Work item –
Please repeat exactly the lines from the one containing "Question. Place a dot on every instance of the neck" through the last line of the records below, both included, and leave out any pictures.
***
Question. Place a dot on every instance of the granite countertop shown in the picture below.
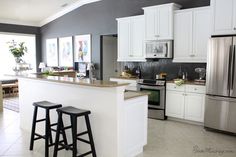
(126, 78)
(134, 94)
(71, 80)
(189, 82)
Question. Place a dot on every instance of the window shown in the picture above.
(7, 61)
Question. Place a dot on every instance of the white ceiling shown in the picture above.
(36, 12)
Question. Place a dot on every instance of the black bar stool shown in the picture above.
(48, 130)
(74, 113)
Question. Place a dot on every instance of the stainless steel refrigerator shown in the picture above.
(220, 106)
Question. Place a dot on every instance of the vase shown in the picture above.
(18, 59)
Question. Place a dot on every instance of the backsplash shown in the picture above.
(149, 69)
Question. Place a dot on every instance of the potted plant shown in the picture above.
(17, 50)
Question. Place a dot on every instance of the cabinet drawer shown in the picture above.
(196, 89)
(174, 87)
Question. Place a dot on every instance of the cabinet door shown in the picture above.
(201, 33)
(165, 23)
(137, 38)
(123, 39)
(150, 24)
(183, 36)
(194, 107)
(223, 16)
(175, 104)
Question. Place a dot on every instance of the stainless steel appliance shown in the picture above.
(220, 109)
(159, 49)
(156, 98)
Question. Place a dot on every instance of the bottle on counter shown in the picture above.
(138, 72)
(180, 73)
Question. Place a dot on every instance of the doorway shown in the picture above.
(109, 65)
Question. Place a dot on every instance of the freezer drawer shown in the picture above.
(220, 113)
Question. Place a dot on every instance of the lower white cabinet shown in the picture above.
(185, 102)
(175, 104)
(194, 107)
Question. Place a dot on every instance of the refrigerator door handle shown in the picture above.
(233, 68)
(229, 67)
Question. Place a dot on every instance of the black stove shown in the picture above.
(156, 97)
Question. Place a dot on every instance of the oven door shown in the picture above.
(156, 98)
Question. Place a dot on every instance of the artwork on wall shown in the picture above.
(51, 52)
(82, 48)
(65, 52)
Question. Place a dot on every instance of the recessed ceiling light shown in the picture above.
(64, 5)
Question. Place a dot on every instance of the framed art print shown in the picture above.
(65, 52)
(51, 52)
(82, 48)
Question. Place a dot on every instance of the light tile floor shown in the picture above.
(165, 139)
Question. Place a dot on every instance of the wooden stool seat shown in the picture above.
(74, 113)
(48, 130)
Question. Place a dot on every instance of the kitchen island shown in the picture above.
(118, 118)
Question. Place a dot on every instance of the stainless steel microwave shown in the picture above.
(159, 49)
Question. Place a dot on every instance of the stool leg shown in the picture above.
(59, 122)
(64, 135)
(74, 135)
(33, 128)
(47, 133)
(50, 131)
(90, 135)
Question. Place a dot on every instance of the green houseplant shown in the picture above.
(17, 50)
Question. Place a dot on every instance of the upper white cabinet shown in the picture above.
(131, 39)
(224, 16)
(192, 29)
(159, 21)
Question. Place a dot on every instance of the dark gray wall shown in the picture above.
(100, 19)
(150, 69)
(25, 30)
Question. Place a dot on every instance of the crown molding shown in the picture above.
(18, 22)
(50, 18)
(66, 10)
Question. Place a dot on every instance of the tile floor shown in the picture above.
(165, 139)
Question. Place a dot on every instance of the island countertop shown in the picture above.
(72, 80)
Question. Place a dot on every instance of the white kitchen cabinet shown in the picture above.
(132, 83)
(192, 29)
(123, 38)
(175, 104)
(183, 36)
(194, 106)
(185, 102)
(159, 21)
(224, 16)
(131, 39)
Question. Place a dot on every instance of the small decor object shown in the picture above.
(52, 52)
(42, 66)
(82, 48)
(17, 50)
(65, 52)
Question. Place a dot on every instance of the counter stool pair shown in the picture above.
(74, 113)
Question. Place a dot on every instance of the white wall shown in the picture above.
(7, 61)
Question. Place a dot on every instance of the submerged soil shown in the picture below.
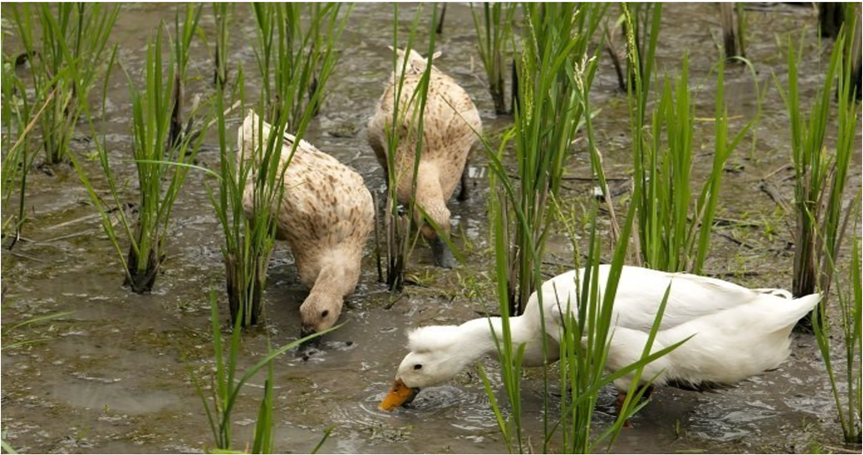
(115, 374)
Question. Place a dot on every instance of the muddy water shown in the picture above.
(114, 375)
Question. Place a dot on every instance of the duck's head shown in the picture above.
(436, 357)
(442, 254)
(319, 312)
(416, 63)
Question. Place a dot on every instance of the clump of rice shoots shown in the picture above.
(673, 226)
(222, 12)
(18, 123)
(555, 42)
(161, 165)
(494, 34)
(67, 58)
(821, 172)
(558, 30)
(227, 385)
(398, 226)
(848, 397)
(295, 49)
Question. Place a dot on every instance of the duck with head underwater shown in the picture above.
(326, 215)
(451, 125)
(731, 332)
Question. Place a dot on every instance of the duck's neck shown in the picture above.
(333, 280)
(477, 337)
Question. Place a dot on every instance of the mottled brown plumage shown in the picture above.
(451, 126)
(326, 215)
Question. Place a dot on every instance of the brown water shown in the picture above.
(114, 376)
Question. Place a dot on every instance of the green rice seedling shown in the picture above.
(159, 177)
(849, 398)
(296, 53)
(674, 227)
(398, 227)
(222, 12)
(733, 20)
(555, 42)
(182, 42)
(227, 385)
(641, 22)
(66, 64)
(494, 34)
(557, 72)
(6, 331)
(820, 174)
(18, 123)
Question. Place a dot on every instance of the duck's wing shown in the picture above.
(640, 294)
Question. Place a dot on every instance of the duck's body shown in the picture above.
(326, 215)
(724, 320)
(451, 125)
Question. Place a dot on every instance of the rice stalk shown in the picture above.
(227, 383)
(408, 111)
(18, 122)
(183, 35)
(161, 169)
(555, 42)
(295, 51)
(848, 399)
(65, 64)
(820, 174)
(222, 12)
(494, 34)
(674, 226)
(733, 20)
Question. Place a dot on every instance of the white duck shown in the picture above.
(326, 215)
(724, 320)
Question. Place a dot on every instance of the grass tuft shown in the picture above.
(66, 62)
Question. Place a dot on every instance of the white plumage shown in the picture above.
(735, 332)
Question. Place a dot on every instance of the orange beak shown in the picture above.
(399, 395)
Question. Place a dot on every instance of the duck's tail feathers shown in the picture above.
(775, 292)
(796, 309)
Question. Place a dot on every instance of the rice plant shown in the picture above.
(161, 170)
(398, 226)
(732, 17)
(222, 12)
(556, 41)
(557, 68)
(227, 384)
(9, 344)
(18, 122)
(65, 64)
(295, 51)
(674, 227)
(641, 22)
(848, 399)
(494, 34)
(182, 42)
(820, 174)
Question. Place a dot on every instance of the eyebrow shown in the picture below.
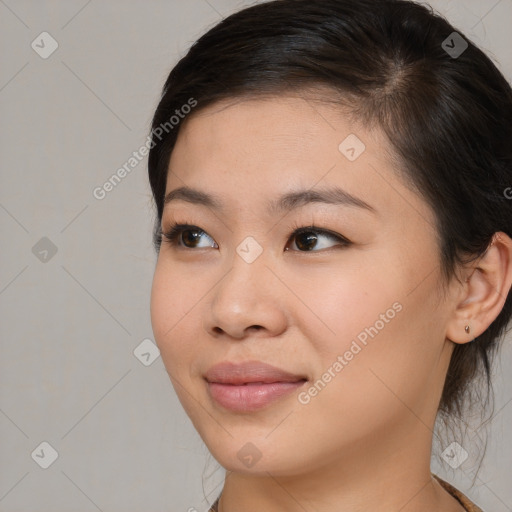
(286, 202)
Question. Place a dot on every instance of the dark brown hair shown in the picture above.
(448, 117)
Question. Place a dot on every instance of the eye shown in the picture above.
(184, 235)
(308, 238)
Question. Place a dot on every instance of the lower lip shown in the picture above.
(250, 397)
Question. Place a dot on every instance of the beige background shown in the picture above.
(70, 324)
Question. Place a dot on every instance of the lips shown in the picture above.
(250, 386)
(249, 372)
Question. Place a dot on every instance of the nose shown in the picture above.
(248, 300)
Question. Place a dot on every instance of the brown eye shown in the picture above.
(189, 237)
(310, 238)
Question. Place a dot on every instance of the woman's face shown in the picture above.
(361, 319)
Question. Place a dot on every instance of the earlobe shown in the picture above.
(485, 291)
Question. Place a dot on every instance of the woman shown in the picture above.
(334, 254)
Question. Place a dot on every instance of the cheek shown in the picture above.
(173, 298)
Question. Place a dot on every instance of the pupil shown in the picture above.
(309, 240)
(190, 236)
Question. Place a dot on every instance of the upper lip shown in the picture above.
(249, 371)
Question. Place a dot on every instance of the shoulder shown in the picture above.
(459, 496)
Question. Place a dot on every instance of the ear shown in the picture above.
(484, 292)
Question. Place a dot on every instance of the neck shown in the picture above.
(370, 475)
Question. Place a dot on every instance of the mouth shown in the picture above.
(251, 385)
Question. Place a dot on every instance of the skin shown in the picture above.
(364, 441)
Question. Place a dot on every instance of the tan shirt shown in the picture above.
(461, 498)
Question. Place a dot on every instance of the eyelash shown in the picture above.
(171, 235)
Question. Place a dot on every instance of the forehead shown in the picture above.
(253, 151)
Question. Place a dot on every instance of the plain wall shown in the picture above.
(72, 320)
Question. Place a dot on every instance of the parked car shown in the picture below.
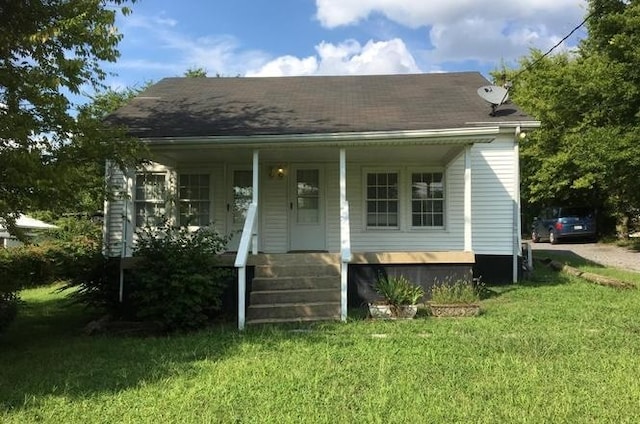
(564, 223)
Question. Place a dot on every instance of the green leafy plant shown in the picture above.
(178, 281)
(460, 291)
(398, 290)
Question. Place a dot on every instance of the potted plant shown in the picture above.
(399, 298)
(458, 299)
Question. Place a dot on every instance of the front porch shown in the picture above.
(319, 198)
(303, 287)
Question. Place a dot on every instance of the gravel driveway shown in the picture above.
(604, 254)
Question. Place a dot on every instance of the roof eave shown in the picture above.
(476, 134)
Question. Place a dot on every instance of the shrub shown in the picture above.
(177, 280)
(398, 290)
(460, 291)
(8, 309)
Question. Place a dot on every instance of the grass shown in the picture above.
(590, 266)
(554, 349)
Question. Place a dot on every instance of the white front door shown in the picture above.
(239, 198)
(307, 229)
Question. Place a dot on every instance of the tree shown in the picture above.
***
Written solution –
Question. Place a dot on every instance of the neck shown in the picture above.
(370, 475)
Question. Place a dot on every instance of the mouth shown in the picture above.
(251, 385)
Question. Place a dot on every instance of the skin shown in the picture above.
(364, 441)
Question. Place a dot on every instance of the tan shirt shown in the picture above.
(461, 498)
Question. Place a dot on every instance of the eyelash shown in the picture above.
(171, 235)
Question. Place a dot on every instance of the forehead shown in the picture above.
(253, 151)
Question. Place a dot on every instance of the plain wall shown in the picture above.
(72, 320)
Question. Place a dot on every instance of the parked car shown in the picture below.
(564, 223)
Question. Place a dot on every instance of the green leafy plant shown in the picture above.
(178, 281)
(460, 291)
(398, 290)
Question. Place a dot on every instance of the potted plant shown in the picture above.
(399, 298)
(458, 299)
Question. Place a dot on every instance of the front porch shown in the picture above.
(319, 198)
(303, 287)
Question. Place a dot on every instance of the gravel driveway shown in the picture above.
(604, 254)
Question. Place a dot on every instance of the roof eave shown in the picture above.
(476, 134)
Question. Place a dot on every instance of the shrub shown in the picture above.
(177, 280)
(398, 290)
(460, 291)
(8, 309)
Question. Place a dot on every instance of the grass shown in the picture above.
(590, 266)
(554, 349)
Question. Place a dot on every instance of the white front door shown in the picture above.
(239, 198)
(307, 229)
Question. Place a dot on every instance of the tree shown in the picture above.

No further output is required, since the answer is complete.